╭─ TEXT SECTION

Welcome back readers.

I have a few links for you before we begin the issue part of the issue. First up, Kaile’s monthly recap is out and it’s a banger, taking stock of the last two years of criticism and games media more broadly. You can read it for yourself by joining our Patreon for free, or for a small monthly amount if you really like what we do here.

Next up, got an itch bundle you might be interested in, if you like TTRPGs and don’t like ICE. Good Deal!

This Week in Videogame Blogging is a roundup highlighting the most important critical writing on games from the past seven days.

Skip to My Lou

We’ll start things off this week with three pieces unpacking variously unpacking both of the Death Stranding games from different angles and axes (And for Further Reading I’ll link our previously highlighted picks from Diego Nicolás Argüello, Julián Ramírez, and Gabrielle de la Puente).

Death Stranding is more than anything a quiet and contemplative game. Hours of walking. Walking carefully and looking around. It is often peaceful. And on the face of it, it is lonely. Until you look down and see your BB there with you. Boss was my BB. We didn’t talk, we didn’t even make any sounds to each other at all, but we were together and looking forward in the same direction and that was everything for a while.”

Double Negative

These next two pieces both take some tough critical looks at recent broadly popular games, because sometimes you just gotta.

“A great rom-com, like the glowing Moonstruck or the shatteringly lonely The Apartment, can be as profound (and funny) as anything else. Perhaps others are content settling for cutesy shenanigans. But nothing about Date Everything is really new or novel. So many video games treat its characters as objects; I fail to see what being cheeky or meta about it adds. I want more, not just from video games as an abstract category, but from anything I spend my limited time doing. By skimming over the surface of its themes, the game feels more bound to its weird implications, not less. Date Everything may be cringe, but it is not free.”

Critical Closeups

Next let’s talk about the form and practice of criticism itself, in both dialogue and book review (and as Further Reading for both, I can think of no better companion piece than Autumn’s prior dialogue with Jacob).

“do not dismiss How a Game Lives as a baroque vanity project – ornate, expensive, and full of contradictions. Its existence in our current perilous space of videogame criticism makes this an event. Regardless, if the book is partly inaccessible as a form to the non-Geller fan, How a Game Lives is infused with depth and beauty beyond even its gorgeous presentation. The words win out against ornamentation as faithful transposition of scripts.”

╰─

WORK INSTRUCTION:
Please copy the passage of the videogame criticism roundup from "Next up, got" to "de la Puente).", keeping every word unchanged. The entries below were drawn from a separate source.

╭─ STUDY MATERIAL

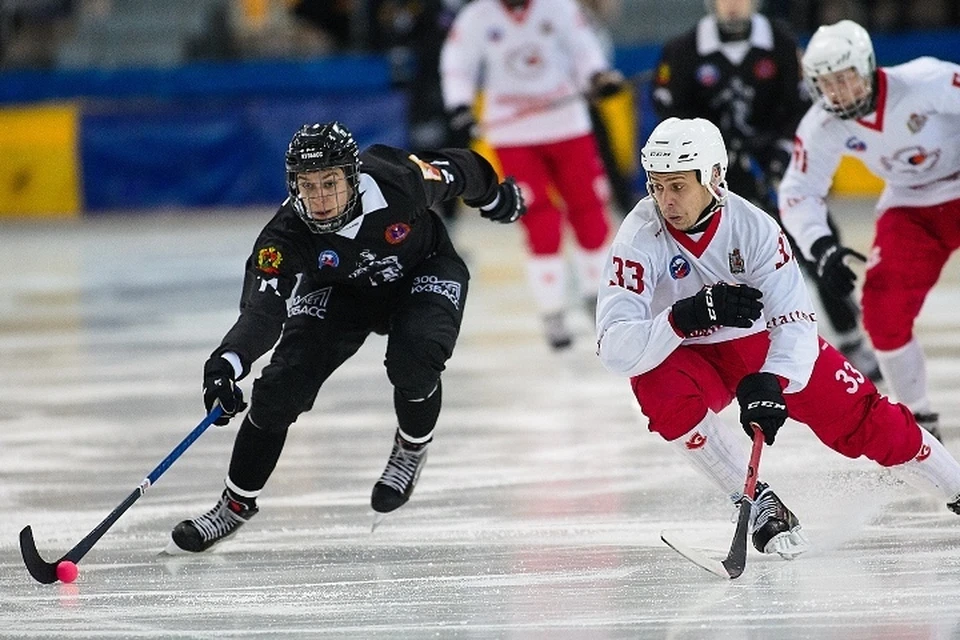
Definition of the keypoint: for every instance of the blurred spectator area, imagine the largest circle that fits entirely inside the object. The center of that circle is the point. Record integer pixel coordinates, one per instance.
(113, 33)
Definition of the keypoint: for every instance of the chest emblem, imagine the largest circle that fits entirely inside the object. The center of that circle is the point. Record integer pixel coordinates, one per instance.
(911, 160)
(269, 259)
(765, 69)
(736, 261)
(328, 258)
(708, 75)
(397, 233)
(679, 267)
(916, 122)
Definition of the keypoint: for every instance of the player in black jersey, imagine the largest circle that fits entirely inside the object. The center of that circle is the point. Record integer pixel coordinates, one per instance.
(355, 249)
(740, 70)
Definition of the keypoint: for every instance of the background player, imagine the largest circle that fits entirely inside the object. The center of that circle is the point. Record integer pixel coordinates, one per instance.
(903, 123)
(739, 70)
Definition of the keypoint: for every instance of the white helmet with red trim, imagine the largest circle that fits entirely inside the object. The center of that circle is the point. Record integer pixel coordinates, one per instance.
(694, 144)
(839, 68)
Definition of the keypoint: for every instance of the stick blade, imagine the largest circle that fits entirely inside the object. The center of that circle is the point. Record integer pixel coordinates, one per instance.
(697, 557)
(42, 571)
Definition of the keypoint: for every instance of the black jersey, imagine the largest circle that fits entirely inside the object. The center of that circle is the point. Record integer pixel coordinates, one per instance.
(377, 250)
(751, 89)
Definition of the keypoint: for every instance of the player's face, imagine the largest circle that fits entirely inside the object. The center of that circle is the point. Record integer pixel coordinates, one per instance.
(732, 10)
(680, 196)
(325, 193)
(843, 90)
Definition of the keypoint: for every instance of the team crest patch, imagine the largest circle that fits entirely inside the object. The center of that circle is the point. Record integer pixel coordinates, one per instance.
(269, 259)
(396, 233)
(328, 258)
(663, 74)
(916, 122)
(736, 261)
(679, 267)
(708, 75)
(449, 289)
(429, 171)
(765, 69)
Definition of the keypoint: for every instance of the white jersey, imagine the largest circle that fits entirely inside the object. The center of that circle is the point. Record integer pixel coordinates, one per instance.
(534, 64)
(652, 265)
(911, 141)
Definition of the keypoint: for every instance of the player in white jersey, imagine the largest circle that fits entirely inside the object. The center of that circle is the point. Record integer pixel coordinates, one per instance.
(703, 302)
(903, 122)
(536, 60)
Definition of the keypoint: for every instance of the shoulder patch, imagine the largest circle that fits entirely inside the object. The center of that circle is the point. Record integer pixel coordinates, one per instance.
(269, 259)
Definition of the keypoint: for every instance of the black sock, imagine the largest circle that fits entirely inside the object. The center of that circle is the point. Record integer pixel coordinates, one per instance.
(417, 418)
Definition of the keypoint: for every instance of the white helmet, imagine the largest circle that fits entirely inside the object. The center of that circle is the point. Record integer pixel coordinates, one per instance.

╰─

WRITTEN RESPONSE:
Next up, got an itch bundle you might be interested in, if you like TTRPGs and don’t like ICE. Good Deal!

This Week in Videogame Blogging is a roundup highlighting the most important critical writing on games from the past seven days.

Skip to My Lou

We’ll start things off this week with three pieces unpacking variously unpacking both of the Death Stranding games from different angles and axes (And for Further Reading I’ll link our previously highlighted picks from Diego Nicolás Argüello, Julián Ramírez, and Gabrielle de la Puente).